Document extract
════════
She was expelled for a semester for hitting back a White boy who had pelted her with a sling shot rock.

The sheriff held my sister, a high school teenager, in the county jail overnight. The boy was not punished.

Life in the Bracy family was strained at the time, then it got worse. I was trying to adjust to daily taunts from students, teachers who ignored my raised hand and skipped over me in class.

My father was dealing with a hostile White land owner, who was making threats based on the smallest of things and actively trying to block the school bus from coming across his property to pick us up.

My mother was frantically trying to talk to anybody she could to get my sister back in school.

Four months later, with the help of lawyers from the U.S. Department of Justice, my sister returned to Wetumpka High. It was on the day prior to her return, our home was bombed.

Because our family was so large, we were scattered out in the homes of our uncle and three of our neighbors, wearing clothes that were given by many who did not know us, but wanted to help. We did not miss one day of school.

With the help of American Friends Service Committee’s (AFSC) Family Aid Fund, our family survived a year of make-shift living arrangements before returning to a normal home life.
════════
Actions to take
1. Do these statements agree with the Bracy family account? (a) The boy who threw the sling shot rock was punished. (b) Lawyers from the U.S. Department of Justice helped the sister return to Wetumpka High. (c) The children missed several days of school after the home was bombed. Answer yes or no for each, and quote the account's deciding words.
2. Write a continuation of the Bracy family account, starting after its final sentence about the AFSC Family Aid Fund.
The material after this point comes from a different source.

Provided data
════════
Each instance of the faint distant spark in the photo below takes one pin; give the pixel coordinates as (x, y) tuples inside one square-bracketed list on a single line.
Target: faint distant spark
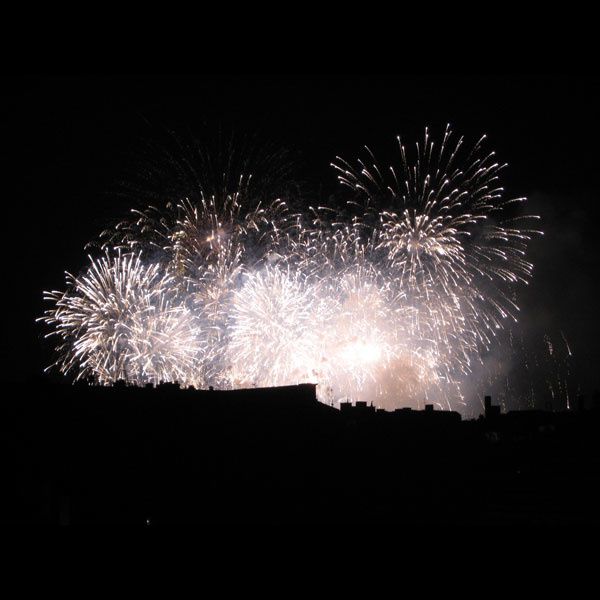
════════
Answer list
1.
(a) No: "The boy was not punished."
(b) Yes: "with the help of lawyers from the U.S. Department of Justice, my sister returned to Wetumpka High."
(c) No: "We did not miss one day of school."

2.
It was through the staff of AFSC that we learned about the NAACP’s Legal Defense Fund. I received scholarships to attend Alabama Christian College and Auburn University, formerly all-White schools.

I remember the pride that Black teachers took in educating us children when schools were segregated.

Schools in the Black community had a deep sense of the importance of our education.

Certainly schools were horribly under-funded — we lacked books, learned in crumbling buildings and used leftover supplies from White students. And yet, even in this climate, our teachers and principals often showed great love for learning.

We believed that education was key to our development as human beings. Classroom walls were filled with images of Blacks who were a “credit to our race.”

Black history celebrations and assembly programs were opportunities for those personalities to be brought to life through dramatic presentations and performances by students.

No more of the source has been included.